**Auszuführende Aufgabe**
Entnimm der Auflistung den Abschnitt, der mit ihrer ersten Zeile beginnt und mit der Zeile endet, die "281L119 280L113 255L92" enthält. Gib diese Zeilen einschließlich beider Enden Zeichen für Zeichen wieder.

Gesammelte Daten
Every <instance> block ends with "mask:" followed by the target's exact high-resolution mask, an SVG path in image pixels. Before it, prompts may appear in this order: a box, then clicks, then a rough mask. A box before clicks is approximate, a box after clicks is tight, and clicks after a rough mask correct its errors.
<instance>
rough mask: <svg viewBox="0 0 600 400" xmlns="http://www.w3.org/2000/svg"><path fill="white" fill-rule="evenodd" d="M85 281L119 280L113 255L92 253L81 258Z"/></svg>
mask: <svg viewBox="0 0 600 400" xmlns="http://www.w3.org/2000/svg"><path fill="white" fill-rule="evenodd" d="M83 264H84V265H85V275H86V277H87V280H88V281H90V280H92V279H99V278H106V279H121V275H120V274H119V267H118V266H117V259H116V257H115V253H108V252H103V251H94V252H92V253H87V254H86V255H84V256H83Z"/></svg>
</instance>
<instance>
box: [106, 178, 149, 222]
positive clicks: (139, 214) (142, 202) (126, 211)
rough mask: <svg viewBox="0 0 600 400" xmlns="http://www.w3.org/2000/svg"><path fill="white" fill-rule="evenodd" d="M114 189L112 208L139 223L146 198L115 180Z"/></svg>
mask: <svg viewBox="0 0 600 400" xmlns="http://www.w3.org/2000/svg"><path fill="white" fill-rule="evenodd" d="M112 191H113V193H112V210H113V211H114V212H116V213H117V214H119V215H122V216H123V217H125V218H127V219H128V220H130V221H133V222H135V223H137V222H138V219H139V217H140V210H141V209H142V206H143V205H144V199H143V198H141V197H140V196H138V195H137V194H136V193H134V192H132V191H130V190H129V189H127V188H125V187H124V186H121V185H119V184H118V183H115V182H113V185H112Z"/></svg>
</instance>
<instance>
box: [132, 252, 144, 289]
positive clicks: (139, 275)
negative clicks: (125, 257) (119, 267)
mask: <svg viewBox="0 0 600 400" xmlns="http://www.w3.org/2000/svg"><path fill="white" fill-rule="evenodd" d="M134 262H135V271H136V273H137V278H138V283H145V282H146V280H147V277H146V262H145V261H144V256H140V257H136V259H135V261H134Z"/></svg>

**Antwort zur Übung**
Every <instance> block ends with "mask:" followed by the target's exact high-resolution mask, an SVG path in image pixels. Before it, prompts may appear in this order: a box, then clicks, then a rough mask. A box before clicks is approximate, a box after clicks is tight, and clicks after a rough mask correct its errors.
<instance>
rough mask: <svg viewBox="0 0 600 400" xmlns="http://www.w3.org/2000/svg"><path fill="white" fill-rule="evenodd" d="M85 281L119 280L113 255L92 253L81 258Z"/></svg>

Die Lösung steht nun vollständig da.